## TASK PROMPT
Each entry must be restated word for word, with nothing omitted.

## PROVIDED MATERIAL
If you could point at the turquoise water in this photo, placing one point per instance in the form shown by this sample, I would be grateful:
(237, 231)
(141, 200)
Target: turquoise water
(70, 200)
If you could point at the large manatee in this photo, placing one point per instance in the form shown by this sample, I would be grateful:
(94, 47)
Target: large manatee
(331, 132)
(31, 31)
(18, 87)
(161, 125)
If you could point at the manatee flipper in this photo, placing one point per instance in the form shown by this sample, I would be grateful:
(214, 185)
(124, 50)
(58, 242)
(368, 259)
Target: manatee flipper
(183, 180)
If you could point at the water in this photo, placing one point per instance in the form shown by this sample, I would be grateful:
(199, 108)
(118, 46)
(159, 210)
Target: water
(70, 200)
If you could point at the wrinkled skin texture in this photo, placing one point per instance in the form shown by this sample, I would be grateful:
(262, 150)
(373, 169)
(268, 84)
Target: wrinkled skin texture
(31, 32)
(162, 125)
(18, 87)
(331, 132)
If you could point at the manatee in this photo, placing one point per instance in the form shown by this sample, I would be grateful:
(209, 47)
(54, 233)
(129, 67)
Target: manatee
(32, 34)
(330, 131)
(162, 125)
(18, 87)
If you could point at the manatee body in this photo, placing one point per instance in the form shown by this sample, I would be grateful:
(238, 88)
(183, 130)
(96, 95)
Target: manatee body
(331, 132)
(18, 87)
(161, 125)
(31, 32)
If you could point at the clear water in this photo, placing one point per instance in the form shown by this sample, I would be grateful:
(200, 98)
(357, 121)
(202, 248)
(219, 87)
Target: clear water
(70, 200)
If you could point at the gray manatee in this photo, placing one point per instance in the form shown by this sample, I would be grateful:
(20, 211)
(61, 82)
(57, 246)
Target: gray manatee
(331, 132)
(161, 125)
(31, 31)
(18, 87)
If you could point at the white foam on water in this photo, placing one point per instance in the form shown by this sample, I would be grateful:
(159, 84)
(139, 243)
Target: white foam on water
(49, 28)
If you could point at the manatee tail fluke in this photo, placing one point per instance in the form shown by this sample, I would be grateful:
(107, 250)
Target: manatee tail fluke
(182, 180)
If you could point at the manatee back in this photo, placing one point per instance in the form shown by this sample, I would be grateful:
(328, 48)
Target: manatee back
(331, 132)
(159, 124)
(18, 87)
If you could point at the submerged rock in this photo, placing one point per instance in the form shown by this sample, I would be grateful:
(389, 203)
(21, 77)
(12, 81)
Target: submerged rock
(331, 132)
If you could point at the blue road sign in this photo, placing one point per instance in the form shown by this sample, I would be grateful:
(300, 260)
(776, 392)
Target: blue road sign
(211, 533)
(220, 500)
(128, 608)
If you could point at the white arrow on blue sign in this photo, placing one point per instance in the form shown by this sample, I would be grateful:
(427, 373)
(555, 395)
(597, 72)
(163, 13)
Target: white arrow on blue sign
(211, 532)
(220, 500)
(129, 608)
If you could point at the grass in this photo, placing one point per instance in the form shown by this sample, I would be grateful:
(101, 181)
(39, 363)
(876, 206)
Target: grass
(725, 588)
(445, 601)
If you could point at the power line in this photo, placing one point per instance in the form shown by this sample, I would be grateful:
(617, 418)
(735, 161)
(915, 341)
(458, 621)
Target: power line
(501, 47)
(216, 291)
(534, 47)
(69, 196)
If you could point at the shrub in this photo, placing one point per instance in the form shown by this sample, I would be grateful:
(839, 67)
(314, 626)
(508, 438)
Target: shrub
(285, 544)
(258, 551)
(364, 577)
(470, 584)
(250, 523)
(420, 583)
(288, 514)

## RESPONSE TO THIS EXERCISE
If you could point at the turquoise water in this photo, placing one point per instance in the form shown by this sample, I would be grateful:
(237, 231)
(141, 200)
Target: turquoise water
(70, 200)
If you could point at the large manatee in this photo, placing one point per instance in the form shown by this sample, I would be grateful:
(94, 47)
Target: large manatee
(331, 132)
(31, 31)
(18, 87)
(161, 125)
If you could point at the manatee flipper in this photo, placing one point per instance in the form shown by this sample, I would be grateful:
(214, 185)
(124, 50)
(58, 242)
(368, 259)
Target: manatee flipper
(183, 180)
If you could point at the water in this photo, placing one point per instance in the form shown by this sample, I would be grateful:
(199, 108)
(118, 46)
(159, 210)
Target: water
(70, 200)
If you could point at the wrinkled skin texture in this photo, placing one point per instance in the form shown by this sample, I would be grateful:
(262, 150)
(373, 169)
(268, 84)
Target: wrinkled skin texture
(31, 32)
(162, 125)
(18, 87)
(331, 132)
If you could point at the manatee in this photo, placing one point per instance in the form shown by this sample, I would be grateful:
(209, 47)
(54, 233)
(129, 67)
Target: manatee
(32, 34)
(330, 131)
(162, 125)
(18, 87)
If you could point at the manatee body in this photo, placing one point per instance in the form shown by this sample, I would be grateful:
(238, 88)
(183, 130)
(96, 95)
Target: manatee body
(331, 132)
(18, 87)
(161, 125)
(31, 32)
If you could point at the clear water in this photo, placing one point per instance in the form shown by this sample, I would be grateful:
(200, 98)
(357, 121)
(202, 248)
(219, 87)
Target: clear water
(70, 200)
If you could point at the gray manatee in this photo, placing one point per instance in the form shown by this sample, I would be grateful:
(20, 211)
(61, 82)
(57, 246)
Target: gray manatee
(331, 132)
(161, 125)
(31, 31)
(18, 87)
If you could point at the white foam on water in this photo, placing one point per instance in the form shown by this sample, I would be grateful:
(159, 84)
(139, 243)
Target: white foam on water
(49, 28)
If you could point at the manatee tail fluke in this photo, placing one point per instance in the form shown by this sample, I would be grateful:
(107, 250)
Target: manatee tail fluke
(182, 180)
If you could point at the manatee back in this photo, placing one point per instance in the form shown by this sample, I would be grateful:
(328, 48)
Target: manatee back
(331, 132)
(159, 124)
(18, 87)
If you could point at the submerged rock in this photo, placing one point per instance in the form shown by this sample, I would be grateful:
(389, 203)
(21, 77)
(12, 81)
Target: submerged rock
(331, 132)
If you could point at the blue road sign in this photo, placing one point per instance in the form shown by this sample, I would be grateful:
(300, 260)
(776, 392)
Target: blue road sign
(211, 533)
(220, 500)
(128, 608)
If you could point at the white arrow on blue sign in this photo, placing one point per instance in the form shown by this sample, I would be grateful:
(427, 373)
(555, 395)
(597, 72)
(163, 13)
Target: white arrow on blue sign
(211, 532)
(220, 500)
(129, 608)
If you could point at the grass in this photo, placing one point per instance in the form shown by this sample, I would be grateful:
(101, 181)
(39, 363)
(876, 206)
Target: grass
(725, 588)
(445, 601)
If you could point at the power line in this photo, placing one point per instance in the form shown by this sample, I would be grateful:
(617, 418)
(735, 161)
(915, 341)
(458, 621)
Target: power line
(501, 47)
(216, 291)
(534, 47)
(69, 196)
If you could point at the shrub in this photo, placing one point per instance in the form shown by this sample, I would be grateful:
(839, 67)
(314, 626)
(508, 438)
Target: shrub
(285, 544)
(258, 551)
(364, 577)
(470, 584)
(250, 523)
(420, 583)
(288, 514)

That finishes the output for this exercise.